STATED GOAL: Locate each line in the rows below that contains the word "blue", and copy those lines. Case counts.

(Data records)

|---|

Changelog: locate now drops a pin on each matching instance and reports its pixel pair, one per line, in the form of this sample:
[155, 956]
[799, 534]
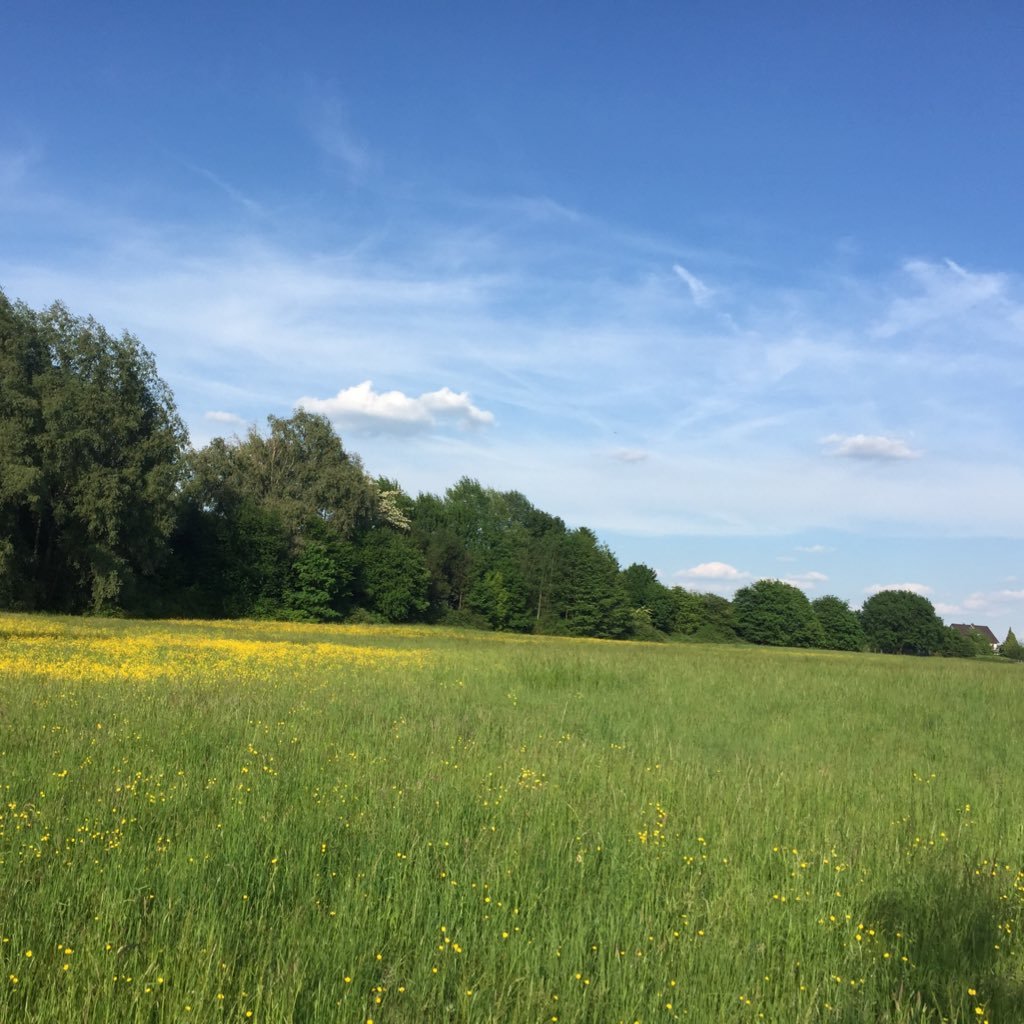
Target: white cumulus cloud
[713, 570]
[231, 419]
[360, 406]
[868, 446]
[806, 581]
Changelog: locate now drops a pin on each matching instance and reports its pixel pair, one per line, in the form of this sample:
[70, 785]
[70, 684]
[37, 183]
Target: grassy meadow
[266, 822]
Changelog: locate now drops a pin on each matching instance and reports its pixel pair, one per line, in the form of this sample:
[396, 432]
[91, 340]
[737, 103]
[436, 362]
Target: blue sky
[739, 286]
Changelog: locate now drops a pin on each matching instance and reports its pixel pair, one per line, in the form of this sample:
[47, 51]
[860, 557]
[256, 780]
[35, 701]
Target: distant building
[968, 628]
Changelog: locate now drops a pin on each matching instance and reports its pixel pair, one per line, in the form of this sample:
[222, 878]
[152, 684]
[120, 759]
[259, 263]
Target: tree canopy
[103, 507]
[91, 452]
[899, 622]
[777, 613]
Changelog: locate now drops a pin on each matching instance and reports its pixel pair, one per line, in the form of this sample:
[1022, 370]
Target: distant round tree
[776, 613]
[899, 622]
[1012, 648]
[840, 626]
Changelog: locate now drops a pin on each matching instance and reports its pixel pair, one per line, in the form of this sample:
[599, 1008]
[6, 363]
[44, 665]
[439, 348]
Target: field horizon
[238, 820]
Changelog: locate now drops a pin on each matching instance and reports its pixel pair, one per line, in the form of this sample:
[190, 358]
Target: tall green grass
[472, 827]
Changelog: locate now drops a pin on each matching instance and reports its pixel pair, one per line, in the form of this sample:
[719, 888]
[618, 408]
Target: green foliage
[955, 644]
[320, 804]
[1012, 648]
[591, 594]
[776, 613]
[840, 626]
[898, 622]
[90, 458]
[393, 577]
[321, 582]
[643, 591]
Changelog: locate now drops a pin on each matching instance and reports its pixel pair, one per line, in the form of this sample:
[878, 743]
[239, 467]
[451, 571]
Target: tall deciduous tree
[91, 446]
[840, 625]
[1012, 648]
[774, 612]
[898, 622]
[271, 519]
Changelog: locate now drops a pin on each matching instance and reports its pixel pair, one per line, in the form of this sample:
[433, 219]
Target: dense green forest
[104, 508]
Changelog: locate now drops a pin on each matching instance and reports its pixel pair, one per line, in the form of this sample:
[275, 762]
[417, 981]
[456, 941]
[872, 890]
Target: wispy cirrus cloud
[700, 293]
[363, 407]
[629, 455]
[943, 291]
[876, 446]
[330, 125]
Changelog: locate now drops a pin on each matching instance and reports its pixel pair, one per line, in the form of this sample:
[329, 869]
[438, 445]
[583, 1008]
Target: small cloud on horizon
[360, 406]
[230, 419]
[713, 570]
[806, 581]
[868, 446]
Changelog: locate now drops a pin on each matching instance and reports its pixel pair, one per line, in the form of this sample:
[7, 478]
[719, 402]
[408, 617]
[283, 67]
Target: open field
[268, 822]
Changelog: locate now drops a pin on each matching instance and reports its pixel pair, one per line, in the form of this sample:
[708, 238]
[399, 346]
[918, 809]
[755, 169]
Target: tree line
[105, 508]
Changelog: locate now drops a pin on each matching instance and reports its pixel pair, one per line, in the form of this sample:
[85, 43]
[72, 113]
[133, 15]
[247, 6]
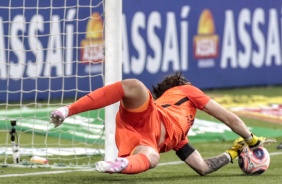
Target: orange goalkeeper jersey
[176, 109]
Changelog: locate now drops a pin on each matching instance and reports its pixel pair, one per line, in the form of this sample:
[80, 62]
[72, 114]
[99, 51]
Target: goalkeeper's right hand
[255, 141]
[58, 116]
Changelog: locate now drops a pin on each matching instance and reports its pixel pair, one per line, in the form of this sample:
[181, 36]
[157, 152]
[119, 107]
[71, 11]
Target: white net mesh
[51, 53]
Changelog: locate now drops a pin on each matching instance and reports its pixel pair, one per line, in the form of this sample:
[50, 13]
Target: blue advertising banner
[216, 44]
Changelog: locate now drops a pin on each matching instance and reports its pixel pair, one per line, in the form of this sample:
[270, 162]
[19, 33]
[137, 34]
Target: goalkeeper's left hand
[255, 141]
[58, 116]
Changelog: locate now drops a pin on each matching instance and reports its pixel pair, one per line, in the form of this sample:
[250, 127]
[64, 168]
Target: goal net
[52, 53]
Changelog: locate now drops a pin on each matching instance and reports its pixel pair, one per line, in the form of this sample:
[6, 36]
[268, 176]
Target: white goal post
[113, 58]
[51, 54]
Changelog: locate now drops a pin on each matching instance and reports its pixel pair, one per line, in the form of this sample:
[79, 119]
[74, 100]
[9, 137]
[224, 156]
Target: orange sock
[136, 164]
[99, 98]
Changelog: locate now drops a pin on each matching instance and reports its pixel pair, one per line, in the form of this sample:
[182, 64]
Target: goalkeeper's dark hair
[169, 82]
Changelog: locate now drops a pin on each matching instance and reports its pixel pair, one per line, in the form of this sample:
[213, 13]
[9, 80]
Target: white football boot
[115, 166]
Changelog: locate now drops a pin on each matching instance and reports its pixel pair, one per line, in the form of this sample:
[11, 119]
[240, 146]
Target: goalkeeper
[149, 123]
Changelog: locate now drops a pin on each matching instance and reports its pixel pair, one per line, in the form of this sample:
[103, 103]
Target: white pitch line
[88, 170]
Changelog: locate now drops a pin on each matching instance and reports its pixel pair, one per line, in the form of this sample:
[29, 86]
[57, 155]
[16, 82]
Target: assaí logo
[206, 43]
[93, 45]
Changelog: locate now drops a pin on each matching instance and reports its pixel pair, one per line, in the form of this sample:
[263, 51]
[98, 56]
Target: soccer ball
[254, 161]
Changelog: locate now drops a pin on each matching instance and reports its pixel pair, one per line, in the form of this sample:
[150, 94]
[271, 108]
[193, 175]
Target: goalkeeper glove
[236, 148]
[255, 141]
[58, 116]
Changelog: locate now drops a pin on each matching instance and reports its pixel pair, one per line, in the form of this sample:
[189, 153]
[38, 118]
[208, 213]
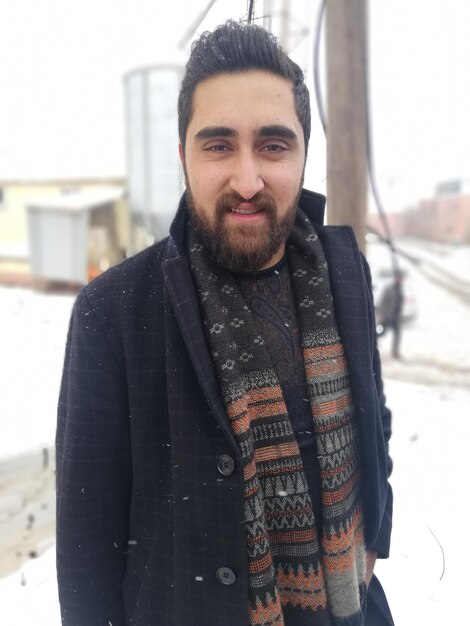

|---|

TASK RESPONSE:
Target: blue sky
Target: blue advertising banner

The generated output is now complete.